▸ **WHAT IS EXPECTED**
Please copy the stretch of the ResNet transpilation text from "Initializing and building" through "TensorflowResNet(block, layers, **kwargs)", swapping every "kwargs" for "model_config".

▸ **EXTRACT TO READ**
-----

The weights of the transpiled model and the original model (if it was pretrained or loaded from a checkpoint) can be easily synced by using ivy.sync_models
as we demonstrate in this demo
[6]:
type(model)
[6]:
torchvision.models.resnet.ResNet
[8]:
TensorflowResNet = ivy.transpile(type(model), source="torch", target="tensorflow")
Initializing and building the TensorFlow model#
[7]:
from ivy_transpiled_outputs.tensorflow_outputs.torchvision.models.resnet import (
tensorflow_BasicBlock as TensorflowBasicBlock,
)
kwargs = {"num_classes": 1000}
layers = [2, 2, 2, 2]
block = TensorflowBasicBlock
Instantiate the model in TensorFlow
[20]:
tensorflow_model = TensorflowResNet(block, layers, **kwargs)
Call the forward pass once in order to build all the layers
[51]:
import tensorflow as tf
tensorflow_model(tf.convert_to_tensor(inputs.numpy()))
[51]:
<tf.Tensor: shape=(4, 1000), dtype=float32, numpy=
array([[ 0.03397159, -0.25558692, -0.24101321, ..., 0.30248338,
0.4400444 , 0.19245608],
[ 0.04251331, -0.18369699, -0.19522265, ..., 0.30382818,
0.3872773 , 0.18959698],
[ 0.01237407, -0.1483828 , -0.22826895, ..., 0.19425122,
0.33760768, 0.10684194],
[ 0.0467218 , -0.19289383, -0.22670889, ..., 0.277786 ,
0.39353883, 0.17944181]], dtype=float32)>
TensorFlow (Keras) Model specific attributes and methods are all still accessible on the transpiled model:
[33]:
tensorflow_model.layers
[33]:
[KerasConv2D(),
KerasBatchNorm2D(),
tensorflow_ReLU(),
tensorflow_MaxPool2d(),
tensorflow_Sequential(
(0): tensorflow_BasicBlock(
(conv1): KerasConv2D()

-----

▸ **SUPPLIED INFORMATION**
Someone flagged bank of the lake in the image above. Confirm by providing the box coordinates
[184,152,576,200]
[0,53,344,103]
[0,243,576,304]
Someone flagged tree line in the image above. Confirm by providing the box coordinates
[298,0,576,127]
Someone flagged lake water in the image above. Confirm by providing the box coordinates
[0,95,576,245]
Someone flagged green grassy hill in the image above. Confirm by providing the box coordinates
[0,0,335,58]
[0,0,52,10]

-----

▸ **WRITTEN REPLY**
Initializing and building the TensorFlow model#
[7]:
from ivy_transpiled_outputs.tensorflow_outputs.torchvision.models.resnet import (
tensorflow_BasicBlock as TensorflowBasicBlock,
)
model_config = {"num_classes": 1000}
layers = [2, 2, 2, 2]
block = TensorflowBasicBlock
Instantiate the model in TensorFlow
[20]:
tensorflow_model = TensorflowResNet(block, layers, **model_config)